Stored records
[Start of section]

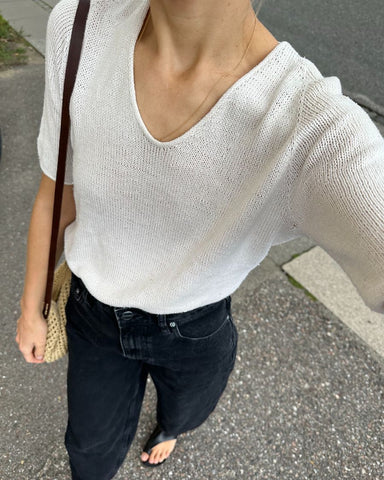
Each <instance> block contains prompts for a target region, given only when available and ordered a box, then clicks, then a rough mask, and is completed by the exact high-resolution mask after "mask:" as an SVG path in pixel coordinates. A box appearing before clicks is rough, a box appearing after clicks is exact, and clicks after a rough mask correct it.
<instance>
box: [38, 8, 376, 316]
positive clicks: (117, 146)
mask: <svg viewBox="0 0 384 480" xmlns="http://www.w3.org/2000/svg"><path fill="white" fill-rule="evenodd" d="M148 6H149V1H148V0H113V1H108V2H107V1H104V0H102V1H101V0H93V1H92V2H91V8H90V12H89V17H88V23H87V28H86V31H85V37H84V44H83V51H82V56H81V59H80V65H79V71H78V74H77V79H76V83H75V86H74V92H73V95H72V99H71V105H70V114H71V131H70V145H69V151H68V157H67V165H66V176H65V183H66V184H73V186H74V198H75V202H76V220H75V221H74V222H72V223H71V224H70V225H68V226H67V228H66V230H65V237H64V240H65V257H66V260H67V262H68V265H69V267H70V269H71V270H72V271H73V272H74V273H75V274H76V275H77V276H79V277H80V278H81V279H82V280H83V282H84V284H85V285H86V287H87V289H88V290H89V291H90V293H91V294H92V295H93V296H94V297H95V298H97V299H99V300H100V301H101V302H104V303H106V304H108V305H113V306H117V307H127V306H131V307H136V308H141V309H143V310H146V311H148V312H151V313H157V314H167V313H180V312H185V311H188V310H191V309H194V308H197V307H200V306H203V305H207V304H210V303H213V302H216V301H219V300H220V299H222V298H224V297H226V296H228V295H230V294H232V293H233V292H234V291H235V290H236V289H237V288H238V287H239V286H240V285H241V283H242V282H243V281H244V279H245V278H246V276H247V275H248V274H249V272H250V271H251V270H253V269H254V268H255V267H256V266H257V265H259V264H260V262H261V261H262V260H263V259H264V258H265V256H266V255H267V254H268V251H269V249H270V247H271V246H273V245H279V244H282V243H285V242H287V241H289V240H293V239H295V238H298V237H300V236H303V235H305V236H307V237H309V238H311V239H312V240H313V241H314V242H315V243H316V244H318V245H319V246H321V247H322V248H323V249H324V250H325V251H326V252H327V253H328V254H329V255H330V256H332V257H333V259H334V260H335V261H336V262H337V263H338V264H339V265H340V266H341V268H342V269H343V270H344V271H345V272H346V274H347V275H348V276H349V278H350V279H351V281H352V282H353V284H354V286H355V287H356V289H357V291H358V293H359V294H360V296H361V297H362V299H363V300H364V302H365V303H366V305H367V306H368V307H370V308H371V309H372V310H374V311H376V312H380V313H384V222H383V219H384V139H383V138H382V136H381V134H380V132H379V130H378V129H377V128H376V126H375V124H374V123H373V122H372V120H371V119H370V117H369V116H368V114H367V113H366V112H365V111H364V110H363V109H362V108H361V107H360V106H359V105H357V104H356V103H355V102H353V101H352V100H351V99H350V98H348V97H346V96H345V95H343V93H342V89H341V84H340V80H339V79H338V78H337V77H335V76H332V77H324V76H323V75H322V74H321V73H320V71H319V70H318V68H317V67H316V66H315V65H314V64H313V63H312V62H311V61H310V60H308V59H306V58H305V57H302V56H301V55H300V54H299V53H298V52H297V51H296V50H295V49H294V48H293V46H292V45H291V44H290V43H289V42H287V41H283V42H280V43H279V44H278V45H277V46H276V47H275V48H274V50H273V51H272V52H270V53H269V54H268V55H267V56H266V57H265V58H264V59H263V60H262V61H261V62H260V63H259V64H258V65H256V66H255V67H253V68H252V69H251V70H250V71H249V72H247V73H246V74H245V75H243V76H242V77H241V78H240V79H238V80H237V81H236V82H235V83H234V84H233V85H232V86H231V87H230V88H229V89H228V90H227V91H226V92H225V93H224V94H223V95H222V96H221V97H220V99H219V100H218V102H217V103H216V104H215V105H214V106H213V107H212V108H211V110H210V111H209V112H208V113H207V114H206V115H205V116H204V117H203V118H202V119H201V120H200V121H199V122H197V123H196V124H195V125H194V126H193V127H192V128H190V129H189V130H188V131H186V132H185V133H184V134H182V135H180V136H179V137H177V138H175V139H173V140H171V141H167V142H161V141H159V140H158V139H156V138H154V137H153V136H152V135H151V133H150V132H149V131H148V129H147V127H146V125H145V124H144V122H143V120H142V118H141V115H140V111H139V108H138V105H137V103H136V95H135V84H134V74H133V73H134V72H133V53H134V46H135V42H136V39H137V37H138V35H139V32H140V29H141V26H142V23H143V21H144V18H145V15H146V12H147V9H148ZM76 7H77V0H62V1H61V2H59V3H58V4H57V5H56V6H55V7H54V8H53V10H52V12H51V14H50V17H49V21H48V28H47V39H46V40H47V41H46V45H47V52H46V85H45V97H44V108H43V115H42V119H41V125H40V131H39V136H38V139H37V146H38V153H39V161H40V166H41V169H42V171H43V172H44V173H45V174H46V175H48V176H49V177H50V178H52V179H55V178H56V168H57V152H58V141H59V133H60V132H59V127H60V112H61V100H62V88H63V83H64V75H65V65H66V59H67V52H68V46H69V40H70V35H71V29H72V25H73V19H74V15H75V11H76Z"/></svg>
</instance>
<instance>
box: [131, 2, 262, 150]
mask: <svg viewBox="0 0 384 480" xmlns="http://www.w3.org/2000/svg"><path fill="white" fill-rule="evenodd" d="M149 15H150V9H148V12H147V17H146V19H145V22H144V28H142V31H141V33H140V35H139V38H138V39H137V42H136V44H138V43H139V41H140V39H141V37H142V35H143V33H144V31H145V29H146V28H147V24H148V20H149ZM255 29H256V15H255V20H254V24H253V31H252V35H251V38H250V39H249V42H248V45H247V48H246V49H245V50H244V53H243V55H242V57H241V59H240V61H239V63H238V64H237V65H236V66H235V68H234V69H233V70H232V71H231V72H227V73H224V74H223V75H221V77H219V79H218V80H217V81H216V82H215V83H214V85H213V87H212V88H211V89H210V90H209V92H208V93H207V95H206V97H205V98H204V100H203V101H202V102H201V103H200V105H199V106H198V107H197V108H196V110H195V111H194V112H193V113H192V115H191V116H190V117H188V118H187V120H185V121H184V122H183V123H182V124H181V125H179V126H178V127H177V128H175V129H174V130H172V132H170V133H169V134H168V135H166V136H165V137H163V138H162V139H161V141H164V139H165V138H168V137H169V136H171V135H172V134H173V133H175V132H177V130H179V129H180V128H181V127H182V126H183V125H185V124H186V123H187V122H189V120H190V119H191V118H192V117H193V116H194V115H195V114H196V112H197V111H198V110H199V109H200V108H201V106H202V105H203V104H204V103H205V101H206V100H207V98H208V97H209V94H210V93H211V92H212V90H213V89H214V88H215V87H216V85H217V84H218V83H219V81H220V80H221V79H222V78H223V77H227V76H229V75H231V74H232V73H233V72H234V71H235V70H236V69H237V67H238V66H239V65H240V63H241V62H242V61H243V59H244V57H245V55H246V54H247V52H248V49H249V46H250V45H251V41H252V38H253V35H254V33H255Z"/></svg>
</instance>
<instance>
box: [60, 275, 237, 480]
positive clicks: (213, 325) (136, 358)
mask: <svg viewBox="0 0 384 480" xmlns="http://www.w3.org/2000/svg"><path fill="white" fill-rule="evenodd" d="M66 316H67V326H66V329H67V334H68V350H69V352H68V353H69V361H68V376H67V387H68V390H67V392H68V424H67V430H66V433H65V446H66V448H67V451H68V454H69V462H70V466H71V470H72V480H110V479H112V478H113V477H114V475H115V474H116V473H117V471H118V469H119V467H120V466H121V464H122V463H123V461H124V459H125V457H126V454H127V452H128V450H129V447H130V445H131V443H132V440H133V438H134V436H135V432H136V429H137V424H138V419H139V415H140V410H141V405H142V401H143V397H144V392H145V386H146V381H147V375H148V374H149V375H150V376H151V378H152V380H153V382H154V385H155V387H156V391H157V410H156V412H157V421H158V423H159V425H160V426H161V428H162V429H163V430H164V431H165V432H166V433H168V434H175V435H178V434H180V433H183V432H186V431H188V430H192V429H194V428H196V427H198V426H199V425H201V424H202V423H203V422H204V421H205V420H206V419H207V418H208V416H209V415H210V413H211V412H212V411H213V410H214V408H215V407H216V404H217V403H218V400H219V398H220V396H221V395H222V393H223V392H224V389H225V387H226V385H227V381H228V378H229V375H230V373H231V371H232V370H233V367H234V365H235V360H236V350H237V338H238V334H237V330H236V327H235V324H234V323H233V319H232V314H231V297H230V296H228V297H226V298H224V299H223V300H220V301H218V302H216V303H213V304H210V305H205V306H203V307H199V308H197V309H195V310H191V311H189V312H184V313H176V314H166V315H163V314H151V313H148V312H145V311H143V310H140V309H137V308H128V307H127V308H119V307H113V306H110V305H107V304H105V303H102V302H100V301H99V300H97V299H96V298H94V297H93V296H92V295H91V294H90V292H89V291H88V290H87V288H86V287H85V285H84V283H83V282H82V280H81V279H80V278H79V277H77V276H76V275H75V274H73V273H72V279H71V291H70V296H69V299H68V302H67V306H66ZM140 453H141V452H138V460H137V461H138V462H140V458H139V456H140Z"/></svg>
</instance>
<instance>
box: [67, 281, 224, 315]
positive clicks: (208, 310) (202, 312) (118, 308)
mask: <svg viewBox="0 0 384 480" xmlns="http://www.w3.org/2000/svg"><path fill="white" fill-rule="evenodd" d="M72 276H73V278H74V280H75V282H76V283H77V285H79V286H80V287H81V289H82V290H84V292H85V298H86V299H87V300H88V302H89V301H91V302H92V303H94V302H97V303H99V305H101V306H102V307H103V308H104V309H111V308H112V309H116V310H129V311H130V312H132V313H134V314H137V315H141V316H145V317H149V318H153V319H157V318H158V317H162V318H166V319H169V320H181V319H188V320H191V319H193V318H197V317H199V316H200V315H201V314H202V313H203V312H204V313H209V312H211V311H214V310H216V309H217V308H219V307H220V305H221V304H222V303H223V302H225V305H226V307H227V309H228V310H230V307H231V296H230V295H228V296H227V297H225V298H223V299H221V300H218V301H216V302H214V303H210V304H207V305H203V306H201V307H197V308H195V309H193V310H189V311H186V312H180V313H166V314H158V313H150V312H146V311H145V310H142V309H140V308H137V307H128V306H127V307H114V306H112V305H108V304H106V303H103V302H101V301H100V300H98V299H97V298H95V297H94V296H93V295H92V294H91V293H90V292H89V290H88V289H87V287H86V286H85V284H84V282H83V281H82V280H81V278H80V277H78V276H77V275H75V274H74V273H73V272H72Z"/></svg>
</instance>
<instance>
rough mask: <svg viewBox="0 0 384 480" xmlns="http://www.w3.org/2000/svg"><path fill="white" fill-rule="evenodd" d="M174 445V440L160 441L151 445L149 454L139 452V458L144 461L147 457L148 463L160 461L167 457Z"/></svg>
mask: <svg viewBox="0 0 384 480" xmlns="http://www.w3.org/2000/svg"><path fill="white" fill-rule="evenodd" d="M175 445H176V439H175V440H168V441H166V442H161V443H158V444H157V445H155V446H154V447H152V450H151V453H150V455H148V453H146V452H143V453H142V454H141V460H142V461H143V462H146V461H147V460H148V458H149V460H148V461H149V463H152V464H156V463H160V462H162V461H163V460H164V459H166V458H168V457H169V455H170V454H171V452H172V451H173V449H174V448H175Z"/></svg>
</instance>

[End of section]

_Assigned task_.
Rewrite the part of the records that runs from their start through the line containing "positive clicks: (117, 146)", replacing "positive clicks" with "foreground clicks" and changing nothing else. Leave the pictures out of the answer.

_Your response_.
Each <instance> block contains prompts for a target region, given only when available and ordered a box, then clicks, then a rough mask, and is completed by the exact high-resolution mask after "mask:" as an SVG path in pixel coordinates. A box appearing before clicks is rough, a box appearing after clicks is exact, and clicks after a rough mask correct it.
<instance>
box: [38, 8, 376, 316]
foreground clicks: (117, 146)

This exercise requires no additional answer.